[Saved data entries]
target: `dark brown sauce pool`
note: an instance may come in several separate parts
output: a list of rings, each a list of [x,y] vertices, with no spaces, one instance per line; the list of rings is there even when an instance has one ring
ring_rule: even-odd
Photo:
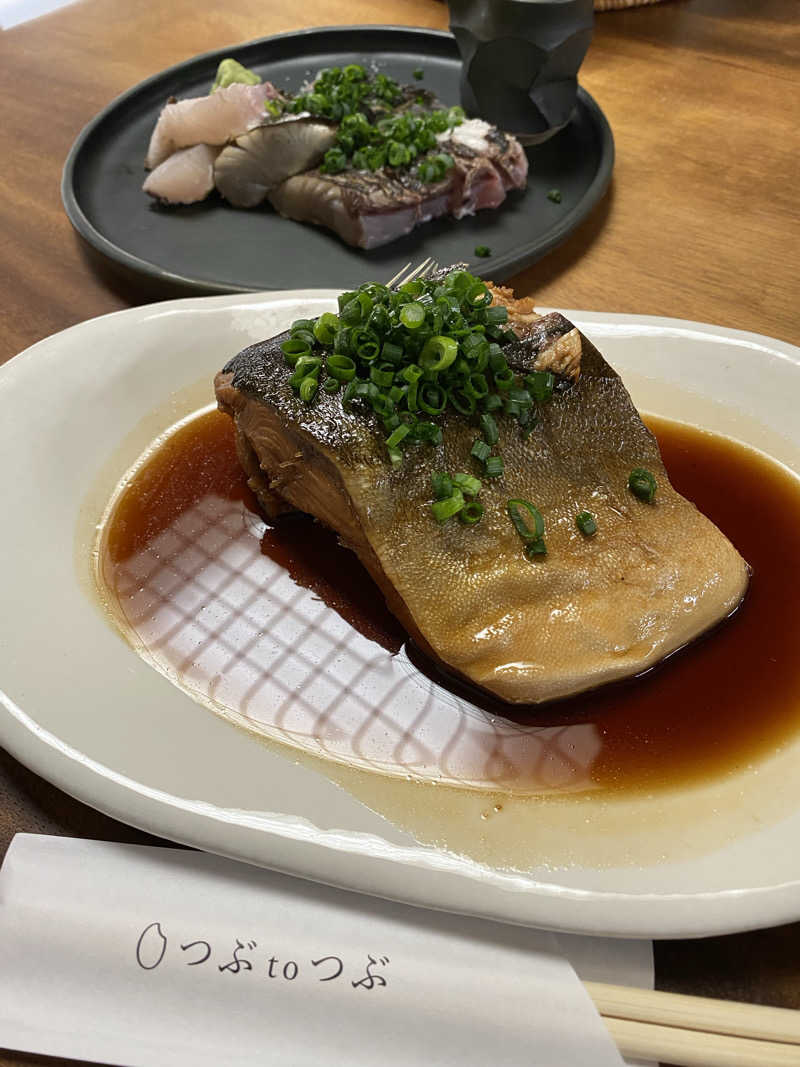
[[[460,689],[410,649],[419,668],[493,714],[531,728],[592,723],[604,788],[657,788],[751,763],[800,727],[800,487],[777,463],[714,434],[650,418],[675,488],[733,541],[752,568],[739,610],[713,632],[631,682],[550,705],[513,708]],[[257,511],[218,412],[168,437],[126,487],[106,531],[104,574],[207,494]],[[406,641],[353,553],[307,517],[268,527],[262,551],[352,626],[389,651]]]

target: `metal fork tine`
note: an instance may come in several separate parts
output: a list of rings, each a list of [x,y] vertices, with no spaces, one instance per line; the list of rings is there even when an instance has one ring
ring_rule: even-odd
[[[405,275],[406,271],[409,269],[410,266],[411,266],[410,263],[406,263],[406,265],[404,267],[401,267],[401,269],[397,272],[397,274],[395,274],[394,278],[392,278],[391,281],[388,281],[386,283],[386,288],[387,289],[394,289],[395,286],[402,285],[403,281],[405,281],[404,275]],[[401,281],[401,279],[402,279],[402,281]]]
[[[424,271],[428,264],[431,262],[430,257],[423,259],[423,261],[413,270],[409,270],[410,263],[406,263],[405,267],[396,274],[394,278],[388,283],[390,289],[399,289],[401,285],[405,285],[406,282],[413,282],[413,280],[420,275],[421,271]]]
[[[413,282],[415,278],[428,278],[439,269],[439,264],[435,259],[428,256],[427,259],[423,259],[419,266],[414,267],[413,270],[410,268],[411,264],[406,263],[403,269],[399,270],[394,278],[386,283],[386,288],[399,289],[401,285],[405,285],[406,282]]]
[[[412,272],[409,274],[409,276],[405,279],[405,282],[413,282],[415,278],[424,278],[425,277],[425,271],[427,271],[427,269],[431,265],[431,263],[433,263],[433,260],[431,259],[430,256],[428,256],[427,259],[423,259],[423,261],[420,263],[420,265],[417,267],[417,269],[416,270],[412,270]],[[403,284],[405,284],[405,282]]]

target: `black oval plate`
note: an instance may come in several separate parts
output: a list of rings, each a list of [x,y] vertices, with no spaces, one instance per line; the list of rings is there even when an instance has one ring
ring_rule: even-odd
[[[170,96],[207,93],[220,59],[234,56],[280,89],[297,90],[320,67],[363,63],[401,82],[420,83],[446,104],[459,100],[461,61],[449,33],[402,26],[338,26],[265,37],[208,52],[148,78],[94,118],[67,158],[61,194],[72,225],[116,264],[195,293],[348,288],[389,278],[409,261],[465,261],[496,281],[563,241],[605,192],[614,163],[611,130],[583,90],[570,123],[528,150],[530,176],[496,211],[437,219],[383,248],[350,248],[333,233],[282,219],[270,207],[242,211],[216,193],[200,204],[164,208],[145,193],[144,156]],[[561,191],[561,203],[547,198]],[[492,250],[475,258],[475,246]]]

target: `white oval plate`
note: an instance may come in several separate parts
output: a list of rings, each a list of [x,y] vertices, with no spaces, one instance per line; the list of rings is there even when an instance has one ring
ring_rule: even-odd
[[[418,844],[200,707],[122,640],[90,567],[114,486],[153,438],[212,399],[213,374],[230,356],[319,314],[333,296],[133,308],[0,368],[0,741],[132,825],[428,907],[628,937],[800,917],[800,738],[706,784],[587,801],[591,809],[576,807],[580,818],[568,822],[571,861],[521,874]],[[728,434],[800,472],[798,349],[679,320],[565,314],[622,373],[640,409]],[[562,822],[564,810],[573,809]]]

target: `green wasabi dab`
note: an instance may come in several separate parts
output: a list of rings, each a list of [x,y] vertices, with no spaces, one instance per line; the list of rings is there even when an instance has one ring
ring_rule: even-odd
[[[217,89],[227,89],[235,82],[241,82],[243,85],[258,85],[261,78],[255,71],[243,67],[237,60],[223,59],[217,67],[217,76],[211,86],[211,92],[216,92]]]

Problem description
Copy out each record shown above without alteration, skipping any picture.

Answer box
target: `dark brown sauce pool`
note: an instance may come in several separate parts
output: a list of rings, each a list of [x,y] vertices, with no spaces, one instance per line; the list of rings is there even when an instance has one ring
ring_rule: even-odd
Photo:
[[[460,689],[410,649],[419,668],[493,714],[531,728],[592,723],[604,788],[657,788],[751,763],[800,727],[800,487],[777,463],[714,434],[650,418],[675,488],[733,541],[752,568],[739,610],[713,632],[631,682],[550,705],[513,708]],[[257,511],[218,412],[168,437],[126,487],[106,531],[104,574],[207,494]],[[406,641],[353,553],[307,517],[268,527],[262,551],[352,626],[389,651]]]

target: `metal fork tine`
note: an instance may come in several separate parts
output: a list of rings, each a list of [x,y] vertices, with no spaces, one instance per line; the list of rings is there even when an instance has one ring
ring_rule: even-odd
[[[405,275],[406,271],[409,269],[410,266],[411,266],[410,263],[406,263],[406,265],[404,267],[401,267],[401,269],[397,272],[397,274],[395,274],[394,278],[392,278],[391,281],[388,281],[386,283],[386,288],[387,289],[394,289],[395,286],[402,285],[403,281],[405,281],[404,275]],[[401,281],[401,279],[402,279],[402,281]]]
[[[424,271],[428,264],[431,262],[430,257],[423,259],[423,261],[413,270],[409,270],[410,263],[406,263],[405,267],[396,274],[394,278],[388,283],[390,289],[399,289],[401,285],[405,285],[406,282],[413,282],[413,280],[420,275],[421,271]]]
[[[413,282],[415,278],[428,278],[439,269],[439,264],[435,259],[428,256],[427,259],[423,259],[419,266],[414,267],[413,270],[410,268],[411,264],[406,263],[403,269],[399,270],[394,278],[386,283],[386,288],[399,289],[401,285],[405,285],[406,282]]]
[[[412,272],[409,274],[409,276],[405,279],[405,282],[413,282],[415,278],[424,278],[425,277],[425,271],[427,271],[427,269],[431,265],[431,263],[433,263],[433,260],[431,259],[430,256],[428,256],[427,259],[423,259],[423,261],[420,263],[420,265],[417,267],[417,269],[416,270],[412,270]],[[403,284],[405,284],[405,282]]]

target: `black oval plate`
note: an instance may come in several separate parts
output: a list of rings, each a list of [x,y] vertices, with no spaces, one instance per line; the list of rings is there even when an instance has one ring
ring_rule: even-odd
[[[170,96],[207,93],[220,59],[234,56],[280,89],[297,90],[320,67],[363,63],[401,82],[420,83],[446,104],[459,100],[461,61],[449,33],[402,26],[338,26],[265,37],[208,52],[148,78],[94,118],[67,158],[61,194],[72,225],[116,264],[195,293],[348,288],[389,278],[409,261],[465,261],[496,281],[563,241],[605,192],[614,163],[611,130],[583,90],[570,123],[528,150],[530,176],[496,211],[437,219],[383,248],[350,248],[333,233],[282,219],[270,207],[242,211],[216,193],[200,204],[164,208],[145,193],[144,156]],[[561,191],[561,203],[547,198]],[[492,250],[475,258],[475,246]]]

target: `white oval plate`
note: an instance may come in several separate parts
output: a list of rings, each a list of [x,y] vertices, with no spaces, one instance per line; the list of rings is there even when an instance has one ring
ring_rule: even-odd
[[[418,844],[200,707],[122,640],[90,567],[114,486],[153,438],[212,399],[213,374],[230,356],[319,314],[333,296],[133,308],[0,368],[0,741],[132,825],[428,907],[628,937],[800,917],[800,738],[706,784],[587,801],[591,809],[576,807],[580,818],[568,822],[571,861],[521,874]],[[728,434],[800,472],[798,349],[679,320],[565,314],[622,373],[640,409]],[[562,822],[564,810],[573,809]]]

target: `green wasabi dab`
note: an instance may come in several separate parts
output: a list of rings, each a list of [x,y] vertices, with no spaces, one instance per line; the list of rings is there even when an instance has one ring
ring_rule: even-odd
[[[217,89],[227,89],[235,82],[241,82],[243,85],[258,85],[261,78],[255,71],[243,67],[237,60],[223,59],[217,67],[217,76],[211,86],[211,92],[216,92]]]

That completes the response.